::: DATASET RECORDS
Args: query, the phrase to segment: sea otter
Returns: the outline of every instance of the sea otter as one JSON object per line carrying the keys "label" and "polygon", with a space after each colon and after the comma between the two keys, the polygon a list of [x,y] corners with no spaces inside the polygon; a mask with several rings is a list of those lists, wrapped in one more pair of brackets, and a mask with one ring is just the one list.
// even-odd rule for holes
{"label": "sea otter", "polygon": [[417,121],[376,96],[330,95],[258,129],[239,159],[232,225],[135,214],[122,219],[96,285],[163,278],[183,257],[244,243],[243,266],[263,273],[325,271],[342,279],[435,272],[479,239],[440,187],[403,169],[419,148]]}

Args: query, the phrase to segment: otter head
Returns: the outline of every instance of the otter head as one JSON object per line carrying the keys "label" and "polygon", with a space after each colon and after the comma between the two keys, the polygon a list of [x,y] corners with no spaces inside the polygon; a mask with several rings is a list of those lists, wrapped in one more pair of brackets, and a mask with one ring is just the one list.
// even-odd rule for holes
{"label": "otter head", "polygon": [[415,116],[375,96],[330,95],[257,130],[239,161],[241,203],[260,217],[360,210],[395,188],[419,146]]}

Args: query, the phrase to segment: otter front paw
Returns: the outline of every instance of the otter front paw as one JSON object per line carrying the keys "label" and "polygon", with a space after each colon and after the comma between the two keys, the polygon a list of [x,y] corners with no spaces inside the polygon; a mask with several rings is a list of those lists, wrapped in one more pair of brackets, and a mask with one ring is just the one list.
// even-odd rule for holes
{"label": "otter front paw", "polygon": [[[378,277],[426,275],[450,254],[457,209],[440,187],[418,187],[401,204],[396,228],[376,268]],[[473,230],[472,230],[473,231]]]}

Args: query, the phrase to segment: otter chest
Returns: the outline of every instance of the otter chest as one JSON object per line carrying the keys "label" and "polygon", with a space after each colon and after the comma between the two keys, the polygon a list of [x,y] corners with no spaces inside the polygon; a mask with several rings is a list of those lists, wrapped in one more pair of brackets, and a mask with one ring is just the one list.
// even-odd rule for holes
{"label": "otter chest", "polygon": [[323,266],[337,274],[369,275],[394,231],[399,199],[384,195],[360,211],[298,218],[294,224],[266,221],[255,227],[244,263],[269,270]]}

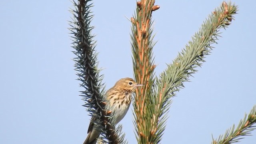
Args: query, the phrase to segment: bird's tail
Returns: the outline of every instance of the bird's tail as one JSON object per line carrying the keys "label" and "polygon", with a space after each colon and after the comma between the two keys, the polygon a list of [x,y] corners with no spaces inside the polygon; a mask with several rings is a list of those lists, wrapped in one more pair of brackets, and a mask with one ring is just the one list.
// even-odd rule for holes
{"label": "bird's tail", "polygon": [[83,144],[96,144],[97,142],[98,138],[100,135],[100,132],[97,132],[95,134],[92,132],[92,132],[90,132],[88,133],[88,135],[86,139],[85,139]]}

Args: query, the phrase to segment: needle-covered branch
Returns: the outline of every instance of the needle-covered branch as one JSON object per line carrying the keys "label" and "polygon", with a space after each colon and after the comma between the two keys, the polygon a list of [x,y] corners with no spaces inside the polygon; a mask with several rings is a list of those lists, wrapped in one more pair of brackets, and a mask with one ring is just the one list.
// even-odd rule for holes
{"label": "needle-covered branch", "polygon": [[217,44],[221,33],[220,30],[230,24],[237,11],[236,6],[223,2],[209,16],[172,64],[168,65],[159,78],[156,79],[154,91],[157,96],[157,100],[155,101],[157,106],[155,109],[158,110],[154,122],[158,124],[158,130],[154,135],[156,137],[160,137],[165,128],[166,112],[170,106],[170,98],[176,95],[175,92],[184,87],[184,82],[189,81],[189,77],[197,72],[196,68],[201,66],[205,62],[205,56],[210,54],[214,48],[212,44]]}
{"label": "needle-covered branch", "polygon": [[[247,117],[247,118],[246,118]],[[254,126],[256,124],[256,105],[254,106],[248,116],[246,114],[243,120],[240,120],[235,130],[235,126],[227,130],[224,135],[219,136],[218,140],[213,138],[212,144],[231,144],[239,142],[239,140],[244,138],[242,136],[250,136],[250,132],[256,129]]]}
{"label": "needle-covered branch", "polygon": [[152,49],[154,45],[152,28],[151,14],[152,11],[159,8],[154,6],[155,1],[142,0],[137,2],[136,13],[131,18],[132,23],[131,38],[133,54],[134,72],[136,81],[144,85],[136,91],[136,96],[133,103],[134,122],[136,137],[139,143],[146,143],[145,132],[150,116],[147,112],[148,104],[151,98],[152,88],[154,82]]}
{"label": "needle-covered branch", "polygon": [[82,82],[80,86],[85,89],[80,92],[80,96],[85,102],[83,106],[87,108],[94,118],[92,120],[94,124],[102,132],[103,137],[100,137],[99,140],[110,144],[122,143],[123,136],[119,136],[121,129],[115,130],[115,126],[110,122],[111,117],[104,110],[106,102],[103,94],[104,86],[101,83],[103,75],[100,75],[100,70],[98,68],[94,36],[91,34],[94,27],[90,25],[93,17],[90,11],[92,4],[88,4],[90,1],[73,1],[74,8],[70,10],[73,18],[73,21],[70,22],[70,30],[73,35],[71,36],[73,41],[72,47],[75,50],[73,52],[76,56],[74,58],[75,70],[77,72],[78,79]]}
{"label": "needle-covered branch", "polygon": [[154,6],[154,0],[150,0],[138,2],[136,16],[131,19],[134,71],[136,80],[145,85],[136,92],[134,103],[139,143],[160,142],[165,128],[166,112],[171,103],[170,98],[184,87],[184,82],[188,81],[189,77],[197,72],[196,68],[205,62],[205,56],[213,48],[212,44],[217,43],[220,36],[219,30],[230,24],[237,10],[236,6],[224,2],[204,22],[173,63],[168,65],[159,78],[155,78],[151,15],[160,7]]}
::::::
::: DATASET RECORDS
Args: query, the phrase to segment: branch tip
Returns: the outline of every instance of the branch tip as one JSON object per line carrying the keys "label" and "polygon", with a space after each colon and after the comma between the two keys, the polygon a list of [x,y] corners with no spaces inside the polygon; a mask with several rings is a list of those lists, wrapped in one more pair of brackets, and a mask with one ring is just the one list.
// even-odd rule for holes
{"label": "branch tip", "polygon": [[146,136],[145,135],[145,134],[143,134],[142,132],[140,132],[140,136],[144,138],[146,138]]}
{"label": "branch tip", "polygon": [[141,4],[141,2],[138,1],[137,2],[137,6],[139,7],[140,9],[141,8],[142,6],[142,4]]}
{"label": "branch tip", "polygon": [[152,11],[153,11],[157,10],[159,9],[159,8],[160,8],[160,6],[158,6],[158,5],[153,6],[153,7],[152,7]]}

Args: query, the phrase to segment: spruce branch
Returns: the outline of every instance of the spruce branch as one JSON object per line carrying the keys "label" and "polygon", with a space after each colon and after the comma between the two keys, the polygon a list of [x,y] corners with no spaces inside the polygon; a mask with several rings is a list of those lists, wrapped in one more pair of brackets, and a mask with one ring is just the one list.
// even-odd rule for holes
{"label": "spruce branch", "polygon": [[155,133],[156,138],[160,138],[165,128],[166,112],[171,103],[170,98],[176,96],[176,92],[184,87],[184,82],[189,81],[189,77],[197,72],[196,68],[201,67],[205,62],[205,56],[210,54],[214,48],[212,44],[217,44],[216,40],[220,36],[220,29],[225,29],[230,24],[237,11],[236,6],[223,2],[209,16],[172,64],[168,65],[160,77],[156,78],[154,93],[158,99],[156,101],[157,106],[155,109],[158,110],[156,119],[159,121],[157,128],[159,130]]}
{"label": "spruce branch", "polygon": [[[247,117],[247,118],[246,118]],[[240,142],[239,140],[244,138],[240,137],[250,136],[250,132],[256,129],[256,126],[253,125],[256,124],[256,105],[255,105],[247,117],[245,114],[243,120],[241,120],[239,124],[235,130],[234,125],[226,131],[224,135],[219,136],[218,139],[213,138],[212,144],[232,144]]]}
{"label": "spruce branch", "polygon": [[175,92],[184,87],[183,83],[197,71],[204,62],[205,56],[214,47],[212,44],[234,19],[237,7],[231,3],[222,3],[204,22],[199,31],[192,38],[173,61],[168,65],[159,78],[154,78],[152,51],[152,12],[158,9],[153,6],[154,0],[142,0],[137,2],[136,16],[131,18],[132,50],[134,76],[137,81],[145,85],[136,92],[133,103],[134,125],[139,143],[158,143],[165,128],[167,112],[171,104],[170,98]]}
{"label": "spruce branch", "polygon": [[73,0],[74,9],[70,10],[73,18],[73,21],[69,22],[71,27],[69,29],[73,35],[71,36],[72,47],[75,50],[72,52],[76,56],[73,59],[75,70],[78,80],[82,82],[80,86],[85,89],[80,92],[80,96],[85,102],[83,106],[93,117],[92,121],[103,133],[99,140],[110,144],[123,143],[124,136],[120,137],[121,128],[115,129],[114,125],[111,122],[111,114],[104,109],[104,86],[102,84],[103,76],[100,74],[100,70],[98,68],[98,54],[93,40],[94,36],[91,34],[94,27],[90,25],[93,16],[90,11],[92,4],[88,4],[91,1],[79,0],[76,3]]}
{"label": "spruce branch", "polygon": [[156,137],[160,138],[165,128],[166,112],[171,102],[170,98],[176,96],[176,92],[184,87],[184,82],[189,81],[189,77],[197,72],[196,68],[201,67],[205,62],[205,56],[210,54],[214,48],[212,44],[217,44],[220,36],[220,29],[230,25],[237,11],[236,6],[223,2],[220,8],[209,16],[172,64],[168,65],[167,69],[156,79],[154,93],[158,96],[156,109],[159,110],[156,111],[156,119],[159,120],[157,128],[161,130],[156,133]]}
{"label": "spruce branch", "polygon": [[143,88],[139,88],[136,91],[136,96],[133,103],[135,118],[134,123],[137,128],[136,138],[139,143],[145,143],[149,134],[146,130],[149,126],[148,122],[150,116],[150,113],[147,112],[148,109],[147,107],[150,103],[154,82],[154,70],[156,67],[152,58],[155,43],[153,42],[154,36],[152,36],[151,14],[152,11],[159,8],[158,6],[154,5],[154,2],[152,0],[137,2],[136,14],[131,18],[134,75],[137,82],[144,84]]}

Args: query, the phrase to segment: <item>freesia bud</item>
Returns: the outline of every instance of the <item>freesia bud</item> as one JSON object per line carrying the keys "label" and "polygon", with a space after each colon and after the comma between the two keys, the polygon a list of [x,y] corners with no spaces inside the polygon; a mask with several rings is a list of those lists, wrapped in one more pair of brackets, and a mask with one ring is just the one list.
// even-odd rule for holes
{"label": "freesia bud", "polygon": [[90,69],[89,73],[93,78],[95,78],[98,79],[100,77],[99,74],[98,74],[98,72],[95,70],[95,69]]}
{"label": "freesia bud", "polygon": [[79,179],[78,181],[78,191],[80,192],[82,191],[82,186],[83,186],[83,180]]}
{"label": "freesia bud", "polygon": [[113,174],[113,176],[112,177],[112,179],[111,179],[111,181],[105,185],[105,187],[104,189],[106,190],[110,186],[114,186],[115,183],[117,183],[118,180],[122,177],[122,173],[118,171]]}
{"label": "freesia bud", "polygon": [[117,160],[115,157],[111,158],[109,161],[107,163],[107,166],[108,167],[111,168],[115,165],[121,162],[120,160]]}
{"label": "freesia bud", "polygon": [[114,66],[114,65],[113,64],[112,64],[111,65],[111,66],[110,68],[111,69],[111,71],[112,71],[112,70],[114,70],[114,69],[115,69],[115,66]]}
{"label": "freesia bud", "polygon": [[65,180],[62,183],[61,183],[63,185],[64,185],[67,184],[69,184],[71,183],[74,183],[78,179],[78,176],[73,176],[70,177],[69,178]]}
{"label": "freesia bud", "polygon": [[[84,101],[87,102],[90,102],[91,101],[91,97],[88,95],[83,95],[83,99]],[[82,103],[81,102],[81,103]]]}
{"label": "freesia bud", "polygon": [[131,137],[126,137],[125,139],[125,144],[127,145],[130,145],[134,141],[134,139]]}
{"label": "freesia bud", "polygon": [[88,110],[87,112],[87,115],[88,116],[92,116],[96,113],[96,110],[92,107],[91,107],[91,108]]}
::::::
= GOAL OF THE EXERCISE =
Tally the lines of the entries above that contain the string "Args", treating case as significant, and give only the number.

= FULL SOLUTION =
9